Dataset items
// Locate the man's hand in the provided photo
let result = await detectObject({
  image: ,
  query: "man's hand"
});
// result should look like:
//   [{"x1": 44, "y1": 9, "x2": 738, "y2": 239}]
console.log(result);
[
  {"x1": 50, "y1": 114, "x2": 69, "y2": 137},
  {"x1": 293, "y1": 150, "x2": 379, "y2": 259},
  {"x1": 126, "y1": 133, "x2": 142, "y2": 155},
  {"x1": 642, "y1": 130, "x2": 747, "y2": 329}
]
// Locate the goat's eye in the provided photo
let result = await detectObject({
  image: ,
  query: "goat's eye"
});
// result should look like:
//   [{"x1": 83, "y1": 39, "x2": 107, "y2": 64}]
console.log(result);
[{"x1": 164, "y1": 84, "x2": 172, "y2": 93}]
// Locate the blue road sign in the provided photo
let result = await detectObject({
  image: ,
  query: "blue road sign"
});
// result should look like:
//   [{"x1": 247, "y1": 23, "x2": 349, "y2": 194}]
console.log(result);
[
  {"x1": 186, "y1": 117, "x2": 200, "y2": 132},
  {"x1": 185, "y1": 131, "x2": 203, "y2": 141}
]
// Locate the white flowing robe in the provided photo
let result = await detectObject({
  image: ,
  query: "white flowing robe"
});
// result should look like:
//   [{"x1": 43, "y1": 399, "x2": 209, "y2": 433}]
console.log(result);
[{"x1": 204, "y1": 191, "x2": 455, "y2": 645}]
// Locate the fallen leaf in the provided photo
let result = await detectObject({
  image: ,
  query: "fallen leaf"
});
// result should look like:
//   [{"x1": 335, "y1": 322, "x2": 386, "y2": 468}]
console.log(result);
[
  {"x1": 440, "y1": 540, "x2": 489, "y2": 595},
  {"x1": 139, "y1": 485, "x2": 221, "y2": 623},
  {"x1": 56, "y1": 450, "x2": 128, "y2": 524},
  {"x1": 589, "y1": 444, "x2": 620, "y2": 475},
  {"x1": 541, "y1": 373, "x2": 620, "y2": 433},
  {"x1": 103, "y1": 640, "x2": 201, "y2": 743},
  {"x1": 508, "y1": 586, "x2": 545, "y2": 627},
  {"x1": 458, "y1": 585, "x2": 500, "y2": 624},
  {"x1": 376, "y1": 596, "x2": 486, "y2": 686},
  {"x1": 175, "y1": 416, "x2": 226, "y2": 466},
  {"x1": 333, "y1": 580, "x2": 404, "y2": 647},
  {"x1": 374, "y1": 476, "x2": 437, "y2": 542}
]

What is expected: The records above must be retyped in full. Keep each one exactly as it is.

Solved problem:
// Locate the man's hand in the provided photo
let result = await detectObject({
  image: ,
  query: "man's hand"
});
// result should look like:
//   [{"x1": 44, "y1": 9, "x2": 738, "y2": 239}]
console.log(result);
[
  {"x1": 50, "y1": 114, "x2": 69, "y2": 137},
  {"x1": 293, "y1": 150, "x2": 379, "y2": 259},
  {"x1": 126, "y1": 133, "x2": 142, "y2": 155},
  {"x1": 642, "y1": 130, "x2": 747, "y2": 329}
]
// Locate the goat's eye in the provided photo
let result = await detectObject({
  image: ,
  query: "goat's eye"
});
// result should look like:
//   [{"x1": 83, "y1": 39, "x2": 107, "y2": 64}]
console.log(result);
[{"x1": 164, "y1": 84, "x2": 172, "y2": 93}]
// Locate the blue road sign in the provided photo
let result = await detectObject({
  image: ,
  query: "blue road sign"
});
// result should look like:
//   [{"x1": 247, "y1": 23, "x2": 349, "y2": 194}]
console.log(result);
[
  {"x1": 186, "y1": 117, "x2": 200, "y2": 132},
  {"x1": 185, "y1": 131, "x2": 203, "y2": 141}
]
// Locate the white flowing robe in the provided photo
let result = await detectObject({
  image: ,
  query: "white flowing robe"
});
// result should look like:
//   [{"x1": 43, "y1": 399, "x2": 209, "y2": 433}]
console.log(result);
[{"x1": 204, "y1": 191, "x2": 455, "y2": 645}]
// Locate the fallen leaf in the provided photo
let result = await detectObject({
  image: ,
  query: "fallen leaf"
});
// result should look like:
//   [{"x1": 335, "y1": 322, "x2": 386, "y2": 468}]
console.log(result);
[
  {"x1": 440, "y1": 540, "x2": 489, "y2": 595},
  {"x1": 139, "y1": 485, "x2": 221, "y2": 623},
  {"x1": 56, "y1": 450, "x2": 128, "y2": 524},
  {"x1": 589, "y1": 444, "x2": 620, "y2": 475},
  {"x1": 541, "y1": 373, "x2": 620, "y2": 433},
  {"x1": 103, "y1": 640, "x2": 201, "y2": 743},
  {"x1": 508, "y1": 586, "x2": 545, "y2": 627},
  {"x1": 458, "y1": 585, "x2": 500, "y2": 624},
  {"x1": 376, "y1": 596, "x2": 486, "y2": 686},
  {"x1": 175, "y1": 416, "x2": 226, "y2": 466},
  {"x1": 333, "y1": 580, "x2": 404, "y2": 647},
  {"x1": 374, "y1": 476, "x2": 437, "y2": 542}
]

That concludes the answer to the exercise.